▶ [PROMPT]:
Return the listing below line for line without changing anything, but leave out the pictures.

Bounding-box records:
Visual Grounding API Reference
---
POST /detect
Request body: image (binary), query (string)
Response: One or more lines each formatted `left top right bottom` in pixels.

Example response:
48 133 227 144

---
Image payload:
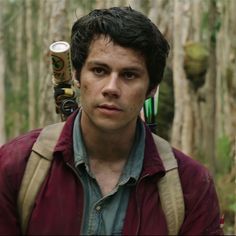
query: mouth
98 104 122 115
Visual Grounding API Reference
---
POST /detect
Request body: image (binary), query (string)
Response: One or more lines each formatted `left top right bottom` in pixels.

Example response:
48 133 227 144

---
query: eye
123 71 138 80
92 67 106 76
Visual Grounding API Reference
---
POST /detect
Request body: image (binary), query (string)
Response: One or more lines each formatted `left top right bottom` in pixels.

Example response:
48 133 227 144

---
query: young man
0 8 222 235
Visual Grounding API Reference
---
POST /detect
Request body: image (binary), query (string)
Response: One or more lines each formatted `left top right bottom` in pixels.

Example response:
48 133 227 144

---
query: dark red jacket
0 111 222 235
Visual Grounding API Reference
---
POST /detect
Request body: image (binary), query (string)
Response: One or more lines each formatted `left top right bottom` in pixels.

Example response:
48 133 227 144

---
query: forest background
0 0 236 234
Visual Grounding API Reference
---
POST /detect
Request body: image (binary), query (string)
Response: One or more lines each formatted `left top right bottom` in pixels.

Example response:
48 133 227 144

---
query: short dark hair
71 7 170 91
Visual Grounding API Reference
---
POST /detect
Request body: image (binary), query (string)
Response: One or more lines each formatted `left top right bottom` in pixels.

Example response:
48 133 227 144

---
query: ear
146 86 157 99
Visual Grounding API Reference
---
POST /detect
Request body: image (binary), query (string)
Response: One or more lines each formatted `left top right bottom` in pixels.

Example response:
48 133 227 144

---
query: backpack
17 122 185 235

▶ [TASK OUTPUT]:
Visual Grounding API Reference
---
POST /detect
Request body: image (binary), query (string)
Response: One or more lines each formatted `left top right bottom` in pixels.

Example response:
48 133 227 144

---
Image payload:
query: mouth
98 104 122 115
Visual Grounding API Reference
---
POST /detect
Request body: image (binary), query (string)
Response: One or more lines each formatted `left top right bottom` in pixels.

Example response:
48 133 227 144

---
query: eye
123 71 138 80
92 67 106 76
Visual Grounding API Reference
---
POST /detect
Request body: image (binary), query (string)
Response: One or more lines each formatted `left top right bottom` in pixels.

Example response:
48 133 227 144

---
query: young man
0 8 222 235
Visual Grounding API Reference
---
POST /detect
Request body: image (binary), query (string)
Response: One or more lines each formatted `left top right bottom` in pixels.

Example response:
48 133 227 144

---
query: dark red jacket
0 111 222 235
Visual Grounding API Reference
---
POST /detect
Request body: image (binary), query (string)
Response: One or more lines each formatted `left top right bottom` in pixels.

Example response:
48 133 227 144

---
query: forest background
0 0 236 234
Visual Grounding API Reference
---
POST /detect
Request body: image (binary), query (string)
Response: One or more lines each formatted `left top right bottom` in pixels.

Example response:
48 133 227 144

---
query: short dark hair
71 7 170 91
Visual Grounding API Reference
---
POST /detect
Request body: image (binary), query (string)
Response: One or more lines each formatted `left top right bottom` in pixels.

Example response:
48 133 227 144

---
query: ear
146 86 157 99
Visual Grounding API Reference
---
POST /detect
Request body: image (binary), query (string)
Response: One or more lines each formatted `left top right bottom` in pixels.

Example response:
48 133 227 144

---
query: backpack
17 122 185 235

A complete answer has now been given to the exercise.